What is expected: Please render the items as a numbered list without blank lines, covering only the lines from the first one through the line that contains "[12,74,177,210]".

══ Material shown

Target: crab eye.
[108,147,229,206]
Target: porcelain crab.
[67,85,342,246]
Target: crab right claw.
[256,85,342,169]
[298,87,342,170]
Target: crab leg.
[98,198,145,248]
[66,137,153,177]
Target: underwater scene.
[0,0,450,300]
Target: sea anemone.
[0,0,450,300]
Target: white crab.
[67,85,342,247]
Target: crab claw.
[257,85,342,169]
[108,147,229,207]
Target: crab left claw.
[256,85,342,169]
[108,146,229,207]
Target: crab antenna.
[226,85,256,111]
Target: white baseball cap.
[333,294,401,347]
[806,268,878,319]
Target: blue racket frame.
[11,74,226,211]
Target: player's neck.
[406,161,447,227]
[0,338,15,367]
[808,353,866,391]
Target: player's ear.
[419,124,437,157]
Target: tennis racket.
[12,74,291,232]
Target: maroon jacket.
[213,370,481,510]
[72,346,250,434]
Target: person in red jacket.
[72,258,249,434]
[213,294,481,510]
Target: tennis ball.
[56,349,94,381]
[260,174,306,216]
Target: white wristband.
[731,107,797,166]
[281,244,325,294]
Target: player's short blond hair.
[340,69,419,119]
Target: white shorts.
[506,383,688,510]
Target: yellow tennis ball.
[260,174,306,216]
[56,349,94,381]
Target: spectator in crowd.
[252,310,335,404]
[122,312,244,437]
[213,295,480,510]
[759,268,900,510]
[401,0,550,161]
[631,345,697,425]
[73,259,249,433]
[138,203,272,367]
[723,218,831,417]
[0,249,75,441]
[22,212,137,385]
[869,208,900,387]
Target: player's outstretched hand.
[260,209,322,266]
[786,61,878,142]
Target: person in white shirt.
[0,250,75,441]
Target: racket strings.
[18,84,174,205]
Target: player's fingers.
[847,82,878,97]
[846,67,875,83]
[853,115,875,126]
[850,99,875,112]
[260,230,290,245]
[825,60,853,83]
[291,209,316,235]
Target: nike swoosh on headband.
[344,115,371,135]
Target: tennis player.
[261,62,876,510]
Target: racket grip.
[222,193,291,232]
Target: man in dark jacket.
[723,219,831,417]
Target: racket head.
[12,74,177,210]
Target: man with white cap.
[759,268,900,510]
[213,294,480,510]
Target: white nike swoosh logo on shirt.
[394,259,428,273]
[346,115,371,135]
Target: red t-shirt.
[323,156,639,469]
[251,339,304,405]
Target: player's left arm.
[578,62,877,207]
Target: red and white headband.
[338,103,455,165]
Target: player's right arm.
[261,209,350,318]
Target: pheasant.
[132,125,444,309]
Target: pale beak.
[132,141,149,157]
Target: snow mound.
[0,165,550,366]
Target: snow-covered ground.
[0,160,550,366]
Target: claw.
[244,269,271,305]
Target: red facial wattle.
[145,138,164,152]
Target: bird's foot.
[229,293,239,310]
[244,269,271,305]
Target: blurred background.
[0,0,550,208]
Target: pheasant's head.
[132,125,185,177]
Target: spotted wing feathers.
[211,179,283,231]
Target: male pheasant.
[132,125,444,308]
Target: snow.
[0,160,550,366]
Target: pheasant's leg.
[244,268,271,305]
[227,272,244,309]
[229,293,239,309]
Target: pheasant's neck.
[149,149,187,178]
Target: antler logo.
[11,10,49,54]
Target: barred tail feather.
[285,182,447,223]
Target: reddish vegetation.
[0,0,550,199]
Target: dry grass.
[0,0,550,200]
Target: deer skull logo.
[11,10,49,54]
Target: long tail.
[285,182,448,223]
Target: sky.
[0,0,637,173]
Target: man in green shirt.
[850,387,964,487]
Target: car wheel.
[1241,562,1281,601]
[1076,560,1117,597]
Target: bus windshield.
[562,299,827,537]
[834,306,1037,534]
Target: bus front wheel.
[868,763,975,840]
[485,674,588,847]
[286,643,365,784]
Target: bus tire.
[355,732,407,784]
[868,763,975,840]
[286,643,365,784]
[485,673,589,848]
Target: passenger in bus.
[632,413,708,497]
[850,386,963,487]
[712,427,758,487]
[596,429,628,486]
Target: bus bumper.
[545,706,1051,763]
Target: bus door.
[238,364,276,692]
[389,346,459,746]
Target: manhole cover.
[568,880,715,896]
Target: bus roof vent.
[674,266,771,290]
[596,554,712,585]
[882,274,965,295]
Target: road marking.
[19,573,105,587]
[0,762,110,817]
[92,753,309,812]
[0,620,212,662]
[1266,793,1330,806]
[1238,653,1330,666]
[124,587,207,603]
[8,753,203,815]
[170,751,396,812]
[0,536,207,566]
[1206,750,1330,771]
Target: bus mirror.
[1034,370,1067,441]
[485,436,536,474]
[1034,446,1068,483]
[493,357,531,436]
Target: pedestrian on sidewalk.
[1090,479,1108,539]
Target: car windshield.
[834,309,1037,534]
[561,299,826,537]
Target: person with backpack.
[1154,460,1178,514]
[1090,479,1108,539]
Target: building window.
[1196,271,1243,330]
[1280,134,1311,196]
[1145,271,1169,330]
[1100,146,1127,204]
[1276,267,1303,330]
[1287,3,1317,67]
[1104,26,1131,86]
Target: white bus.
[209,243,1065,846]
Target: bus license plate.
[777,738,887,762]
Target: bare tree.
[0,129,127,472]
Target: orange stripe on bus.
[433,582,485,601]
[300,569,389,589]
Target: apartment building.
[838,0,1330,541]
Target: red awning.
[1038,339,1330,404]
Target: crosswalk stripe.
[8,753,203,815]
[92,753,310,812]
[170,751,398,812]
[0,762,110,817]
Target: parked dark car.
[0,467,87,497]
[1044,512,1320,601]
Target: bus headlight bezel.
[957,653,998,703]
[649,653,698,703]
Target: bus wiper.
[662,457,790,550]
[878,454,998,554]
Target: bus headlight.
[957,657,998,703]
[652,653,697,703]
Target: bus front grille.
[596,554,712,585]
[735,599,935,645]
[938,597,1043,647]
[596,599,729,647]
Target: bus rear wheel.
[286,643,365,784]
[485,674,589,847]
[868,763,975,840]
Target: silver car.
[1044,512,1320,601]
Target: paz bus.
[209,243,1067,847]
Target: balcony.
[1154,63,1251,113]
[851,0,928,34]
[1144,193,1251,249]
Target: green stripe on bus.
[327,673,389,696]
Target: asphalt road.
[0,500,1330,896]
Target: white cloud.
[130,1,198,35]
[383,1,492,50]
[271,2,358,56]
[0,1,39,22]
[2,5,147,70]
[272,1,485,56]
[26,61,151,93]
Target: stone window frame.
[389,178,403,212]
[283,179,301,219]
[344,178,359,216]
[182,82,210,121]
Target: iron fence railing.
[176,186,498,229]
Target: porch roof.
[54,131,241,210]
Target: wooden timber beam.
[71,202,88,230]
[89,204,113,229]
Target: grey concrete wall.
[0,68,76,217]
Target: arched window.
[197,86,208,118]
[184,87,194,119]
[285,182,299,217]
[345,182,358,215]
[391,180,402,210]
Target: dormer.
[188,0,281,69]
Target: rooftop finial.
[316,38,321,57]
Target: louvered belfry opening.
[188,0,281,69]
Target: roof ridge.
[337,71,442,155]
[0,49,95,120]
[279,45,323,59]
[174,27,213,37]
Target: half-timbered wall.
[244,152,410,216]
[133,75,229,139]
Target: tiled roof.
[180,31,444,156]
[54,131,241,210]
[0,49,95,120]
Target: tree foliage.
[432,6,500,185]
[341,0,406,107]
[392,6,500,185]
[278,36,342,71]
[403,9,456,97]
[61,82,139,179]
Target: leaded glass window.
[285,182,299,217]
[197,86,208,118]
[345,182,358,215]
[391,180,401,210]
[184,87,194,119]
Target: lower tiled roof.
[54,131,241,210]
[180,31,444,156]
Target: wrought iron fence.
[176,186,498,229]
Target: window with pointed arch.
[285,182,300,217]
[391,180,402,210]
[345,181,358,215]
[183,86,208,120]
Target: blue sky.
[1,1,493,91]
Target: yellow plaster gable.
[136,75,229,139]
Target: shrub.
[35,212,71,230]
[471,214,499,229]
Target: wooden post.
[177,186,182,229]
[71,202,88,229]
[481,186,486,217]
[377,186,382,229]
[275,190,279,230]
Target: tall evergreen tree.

════

Response:
1. Target: crab eye.
2. [108,147,229,206]
3. Target: porcelain crab.
4. [67,85,342,246]
5. Target: crab right claw.
6. [256,85,342,169]
7. [298,87,342,170]
8. Target: crab leg.
9. [98,198,145,248]
10. [66,137,153,177]
11. Target: underwater scene.
12. [0,0,450,300]
13. Target: sea anemone.
14. [0,0,450,300]
15. Target: white crab.
16. [67,85,342,247]
17. Target: crab claw.
18. [257,85,342,169]
19. [108,147,229,207]
20. Target: crab left claw.
21. [256,85,342,169]
22. [108,146,229,207]
23. Target: crab antenna.
24. [226,85,256,111]
25. Target: white baseball cap.
26. [333,294,401,347]
27. [806,268,878,319]
28. Target: blue racket frame.
29. [11,74,226,211]
30. Target: player's neck.
31. [406,161,447,227]
32. [0,338,15,367]
33. [808,353,866,391]
34. Target: player's ear.
35. [419,124,437,157]
36. Target: tennis racket.
37. [12,74,291,232]
38. Target: maroon jacket.
39. [213,370,481,510]
40. [72,346,250,434]
41. Target: person in red jacket.
42. [72,258,249,434]
43. [213,294,481,510]
44. Target: tennis ball.
45. [56,349,94,381]
46. [260,174,306,216]
47. Target: white wristband.
48. [731,107,797,166]
49. [281,244,325,294]
50. Target: player's short blond hair.
51. [340,69,419,119]
52. Target: white shorts.
53. [506,383,688,510]
54. Target: yellow tennis ball.
55. [260,174,306,216]
56. [56,349,94,381]
57. Target: spectator in crowd.
58. [252,310,335,404]
59. [122,312,244,437]
60. [213,295,480,510]
61. [759,268,900,510]
62. [401,0,550,161]
63. [631,345,697,425]
64. [73,259,249,433]
65. [138,203,272,367]
66. [723,218,831,417]
67. [0,249,75,441]
68. [22,212,137,385]
69. [869,208,900,387]
70. Target: player's outstretched hand.
71. [260,209,322,266]
72. [786,61,878,142]
73. Target: person in white shirt.
74. [0,250,75,441]
75. Target: racket strings.
76. [18,84,174,205]
77. Target: player's fingers.
78. [847,82,878,97]
79. [846,67,875,83]
80. [853,115,875,126]
81. [850,99,875,112]
82. [260,230,290,245]
83. [825,60,853,83]
84. [291,209,316,235]
85. Target: nike swoosh on headband.
86. [344,115,371,135]
87. Target: tennis player.
88. [261,62,876,510]
89. Target: racket grip.
90. [222,193,291,232]
91. Target: man in dark jacket.
92. [723,219,831,417]
93. Target: racket head.
94. [12,74,177,210]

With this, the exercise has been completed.